→ **FRAGMENTO**:
*****

En principio, en la lengua francesa la palabra carroña designa exclusivamente a animales muertos, nunca a un cuerpo humano en descomposición. En el libro, sin provocación por parte del autor, él eligió la palabra carroña para describir cualquier cuerpo en descomposición tratando de difuminar la línea entre el humano y lo animal, en la raya de sus respectivas relaciones con la vida y la muerte al restaurar una continuidad entre lo humano, lo animal, la naturaleza y en el proceso de descomposición que transforma en polvo lo que nació del polvo. Pero, ¿cuáles son los puntos de conexión entre el Gore y la estética de la carroña?

*****

→ **SOBRE EL EJERCICIO**: Repite sin cambios una parte del fragmento sobre la palabra carroña: empieza en las palabras "En principio, en" y para después de "de la carroña?".

→ **DATOS**:

*****

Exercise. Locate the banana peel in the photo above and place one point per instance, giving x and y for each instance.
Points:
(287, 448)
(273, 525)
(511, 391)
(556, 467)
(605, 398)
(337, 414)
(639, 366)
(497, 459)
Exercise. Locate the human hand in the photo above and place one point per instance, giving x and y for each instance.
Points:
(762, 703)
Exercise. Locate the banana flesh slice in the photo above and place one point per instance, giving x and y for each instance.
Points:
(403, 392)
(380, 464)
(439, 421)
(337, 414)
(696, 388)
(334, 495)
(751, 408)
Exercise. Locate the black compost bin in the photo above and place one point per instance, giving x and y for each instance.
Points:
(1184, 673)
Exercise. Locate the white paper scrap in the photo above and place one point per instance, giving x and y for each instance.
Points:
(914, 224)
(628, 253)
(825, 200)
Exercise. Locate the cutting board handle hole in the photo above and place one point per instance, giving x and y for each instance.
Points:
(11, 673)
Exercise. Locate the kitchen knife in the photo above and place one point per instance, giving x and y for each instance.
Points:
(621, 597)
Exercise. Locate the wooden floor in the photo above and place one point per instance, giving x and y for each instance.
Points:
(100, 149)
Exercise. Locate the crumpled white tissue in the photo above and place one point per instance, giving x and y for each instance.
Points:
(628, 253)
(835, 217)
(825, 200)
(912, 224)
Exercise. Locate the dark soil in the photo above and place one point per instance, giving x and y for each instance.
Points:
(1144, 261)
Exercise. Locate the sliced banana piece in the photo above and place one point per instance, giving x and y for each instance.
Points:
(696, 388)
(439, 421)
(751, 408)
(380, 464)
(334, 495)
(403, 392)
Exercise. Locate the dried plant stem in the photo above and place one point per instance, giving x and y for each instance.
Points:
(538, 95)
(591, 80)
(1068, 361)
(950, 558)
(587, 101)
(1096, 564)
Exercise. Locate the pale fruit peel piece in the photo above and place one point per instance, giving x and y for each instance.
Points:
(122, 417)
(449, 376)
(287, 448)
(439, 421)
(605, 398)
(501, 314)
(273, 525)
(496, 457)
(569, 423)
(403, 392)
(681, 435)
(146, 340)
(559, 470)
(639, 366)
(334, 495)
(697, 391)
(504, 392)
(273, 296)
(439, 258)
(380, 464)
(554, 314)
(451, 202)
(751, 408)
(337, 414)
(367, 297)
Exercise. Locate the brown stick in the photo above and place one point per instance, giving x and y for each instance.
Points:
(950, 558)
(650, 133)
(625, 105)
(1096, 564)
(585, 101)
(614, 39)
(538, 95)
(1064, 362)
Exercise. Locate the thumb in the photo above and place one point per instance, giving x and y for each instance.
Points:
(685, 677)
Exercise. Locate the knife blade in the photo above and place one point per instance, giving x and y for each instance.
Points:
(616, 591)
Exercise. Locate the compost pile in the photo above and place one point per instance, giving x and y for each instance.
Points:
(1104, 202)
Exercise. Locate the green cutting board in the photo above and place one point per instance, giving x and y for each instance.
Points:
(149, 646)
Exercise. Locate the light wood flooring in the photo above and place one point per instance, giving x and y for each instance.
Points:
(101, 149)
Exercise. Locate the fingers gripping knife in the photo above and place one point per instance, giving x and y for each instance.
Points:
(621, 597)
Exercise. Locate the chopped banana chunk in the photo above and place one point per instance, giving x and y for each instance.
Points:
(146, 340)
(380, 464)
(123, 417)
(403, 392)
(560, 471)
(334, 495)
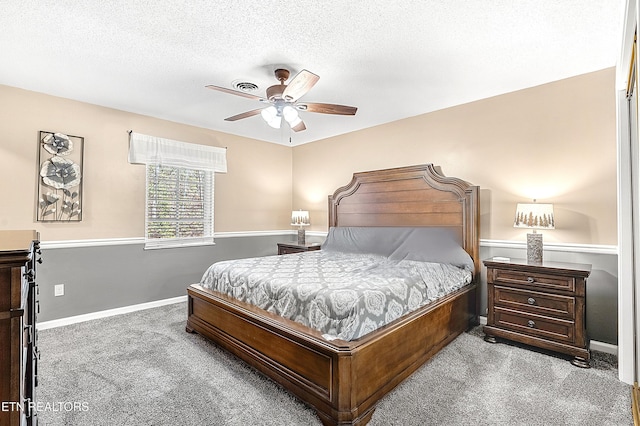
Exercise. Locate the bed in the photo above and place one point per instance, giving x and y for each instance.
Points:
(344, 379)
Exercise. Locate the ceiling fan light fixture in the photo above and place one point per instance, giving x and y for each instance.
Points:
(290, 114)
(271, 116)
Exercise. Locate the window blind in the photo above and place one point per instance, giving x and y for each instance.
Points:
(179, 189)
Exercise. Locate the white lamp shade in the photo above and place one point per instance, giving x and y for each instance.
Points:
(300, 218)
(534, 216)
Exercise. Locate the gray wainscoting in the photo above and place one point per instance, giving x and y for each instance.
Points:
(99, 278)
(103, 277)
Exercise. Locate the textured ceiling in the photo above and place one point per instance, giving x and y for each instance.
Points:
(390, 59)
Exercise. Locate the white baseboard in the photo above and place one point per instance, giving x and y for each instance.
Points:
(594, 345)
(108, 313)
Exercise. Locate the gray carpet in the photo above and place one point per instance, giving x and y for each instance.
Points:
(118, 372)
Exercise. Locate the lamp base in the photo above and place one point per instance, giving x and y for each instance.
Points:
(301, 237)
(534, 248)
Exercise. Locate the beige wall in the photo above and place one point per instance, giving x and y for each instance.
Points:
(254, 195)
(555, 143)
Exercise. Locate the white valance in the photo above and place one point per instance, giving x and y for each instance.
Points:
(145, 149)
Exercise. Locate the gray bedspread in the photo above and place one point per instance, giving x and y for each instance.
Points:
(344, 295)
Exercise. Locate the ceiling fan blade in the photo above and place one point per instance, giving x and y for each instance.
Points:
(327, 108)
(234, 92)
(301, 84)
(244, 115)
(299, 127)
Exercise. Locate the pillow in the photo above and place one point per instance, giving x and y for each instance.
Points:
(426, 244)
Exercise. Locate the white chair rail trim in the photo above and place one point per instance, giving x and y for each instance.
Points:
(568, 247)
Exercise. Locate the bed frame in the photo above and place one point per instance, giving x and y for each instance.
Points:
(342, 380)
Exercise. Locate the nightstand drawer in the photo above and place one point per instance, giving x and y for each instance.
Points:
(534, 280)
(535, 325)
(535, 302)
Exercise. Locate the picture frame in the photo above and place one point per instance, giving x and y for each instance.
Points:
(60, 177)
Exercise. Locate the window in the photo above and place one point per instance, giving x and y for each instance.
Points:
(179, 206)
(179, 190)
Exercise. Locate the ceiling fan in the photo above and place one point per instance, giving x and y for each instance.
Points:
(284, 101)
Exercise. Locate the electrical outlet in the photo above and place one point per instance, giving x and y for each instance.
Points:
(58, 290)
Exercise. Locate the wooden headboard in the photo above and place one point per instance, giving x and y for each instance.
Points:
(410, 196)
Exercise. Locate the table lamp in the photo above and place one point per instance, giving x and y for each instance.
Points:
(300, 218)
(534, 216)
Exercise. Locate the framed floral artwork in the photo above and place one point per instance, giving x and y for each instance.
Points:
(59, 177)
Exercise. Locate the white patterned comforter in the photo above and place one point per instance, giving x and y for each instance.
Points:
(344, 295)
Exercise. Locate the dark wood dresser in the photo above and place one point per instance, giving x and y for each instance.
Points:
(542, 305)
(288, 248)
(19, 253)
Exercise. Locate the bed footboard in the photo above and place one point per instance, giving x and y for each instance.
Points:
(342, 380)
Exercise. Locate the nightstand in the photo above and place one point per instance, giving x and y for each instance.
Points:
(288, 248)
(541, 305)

*****

→ **EJERCICIO RESUELTO**:
En principio, en la lengua francesa la palabra carroña designa exclusivamente a animales muertos, nunca a un cuerpo humano en descomposición. En el libro, sin provocación por parte del autor, él eligió la palabra carroña para describir cualquier cuerpo en descomposición tratando de difuminar la línea entre el humano y lo animal, en la raya de sus respectivas relaciones con la vida y la muerte al restaurar una continuidad entre lo humano, lo animal, la naturaleza y en el proceso de descomposición que transforma en polvo lo que nació del polvo. Pero, ¿cuáles son los puntos de conexión entre el Gore y la estética de la carroña?